▶ _Document section_:
=== Begin Enclosure ===
Carbon policy


Clean energy offers cost-effective solutions to combat climate change and address a pandemic-induced recession by reducing emissions, creating jobs, and driving billions of dollars in investment. Comprehensive carbon policy will speed the clean energy transition, bolstering our economy and environment.

Commonsense, market-based carbon policy means cleaner power and a stronger economy.

The Biden administration has set a goal of achieving 100% clean electricity for the power sector by 2035 and net-zero carbon emissions economy-wide by 2050. Rapidly scaling up American clean energy is a cornerstone of meeting these targets.

Wind and solar already avoid 52 million cars’ worth of CO2 emissions a year, representing highly affordable, reliable solutions for reducing greenhouse gas emissions. As the Biden administration seeks to set and attain ambitious clean-energy goals, it will likely work with Congress in shaping carbon policy, which could include options like enacting a federal Clean Energy Standard (CES) and/or an economy-wide carbon tax.

Fortunately, support for carbon policy has become increasingly bipartisan. In the 116th Congress (2019-2020), Democrats continued touting the importance of comprehensive carbon policy and, increasingly, so did Republicans. Lawmakers on both sides of the aisle have continued to express an openness and desire for passing climate legislation.
=== End Enclosure ===
▶ _Task requirements_:
A - What goal does the carbon policy text say the Biden administration has set for the power sector by 2035?
B - Write out the carbon policy text word for word from "Wind and solar" to "passing climate legislation.".
C - Pick up the carbon policy text after its final sentence and extend it.

[Image point grounding data]
=== Begin Enclosure ===
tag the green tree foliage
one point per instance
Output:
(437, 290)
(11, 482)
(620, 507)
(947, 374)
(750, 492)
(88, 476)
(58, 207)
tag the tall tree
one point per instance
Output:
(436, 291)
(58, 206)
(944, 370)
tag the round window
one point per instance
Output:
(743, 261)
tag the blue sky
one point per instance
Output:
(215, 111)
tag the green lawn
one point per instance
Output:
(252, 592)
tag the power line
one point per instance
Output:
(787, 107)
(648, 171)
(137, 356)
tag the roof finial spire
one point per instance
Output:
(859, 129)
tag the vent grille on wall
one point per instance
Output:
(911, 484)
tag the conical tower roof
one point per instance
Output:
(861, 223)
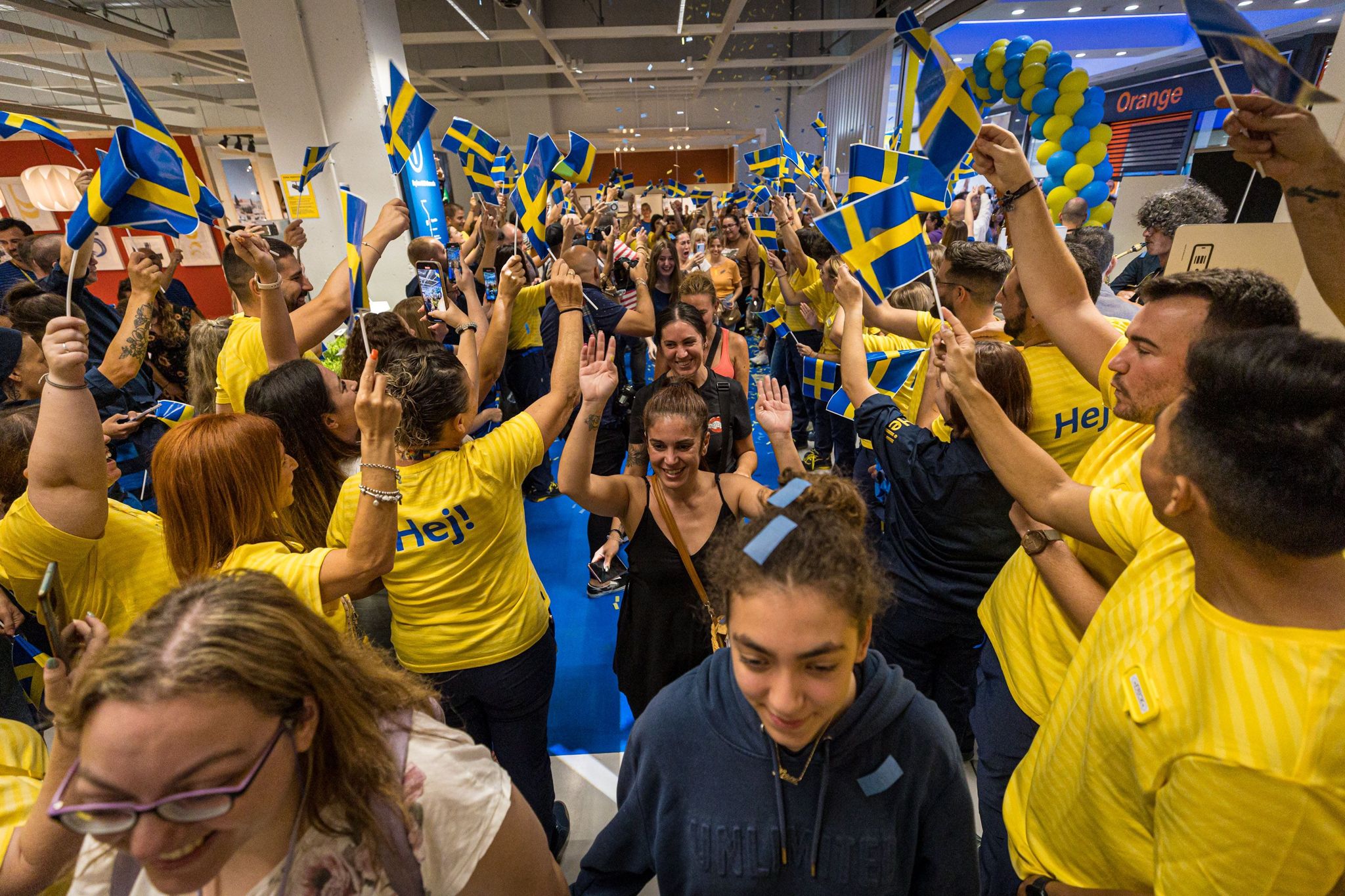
=== End Enclosure ===
▶ _Exercise answers_:
A - 100% clean electricity.

B -
Wind and solar already avoid 52 million cars’ worth of CO2 emissions a year, representing highly affordable, reliable solutions for reducing greenhouse gas emissions. As the Biden administration seeks to set and attain ambitious clean-energy goals, it will likely work with Congress in shaping carbon policy, which could include options like enacting a federal Clean Energy Standard (CES) and/or an economy-wide carbon tax.

Fortunately, support for carbon policy has become increasingly bipartisan. In the 116th Congress (2019-2020), Democrats continued touting the importance of comprehensive carbon policy and, increasingly, so did Republicans. Lawmakers on both sides of the aisle have continued to express an openness and desire for passing climate legislation.

C -
Executive Orders, administrative actions, and budget priorities can also play a role in setting carbon policy. The Environmental Protection Agency, using its authority under the Clean Air Act, can set carbon-reduction regulations, while the Department of Transportation can help drive electrification measures forward. The Office of Management of Budget can set a social cost of carbon to ensure all government regulations limit carbon impacts, and the Federal Energy Regulatory Commission can play a critical role by encouraging regional transmission organizations (RTOs) to incorporate a carbon price into their markets, as well as ensuring infrastructure can support carbon targets.

Clean energy is the foundation of carbon policy and a strong economy.


Wind and solar have avoided 1.5 billion tons of carbon dioxide emissions since 2005.


Clean energy avoids 102 million cars’ worth of CO2 emissions every year.


Clean energy provides jobs for over 460,000 Americans.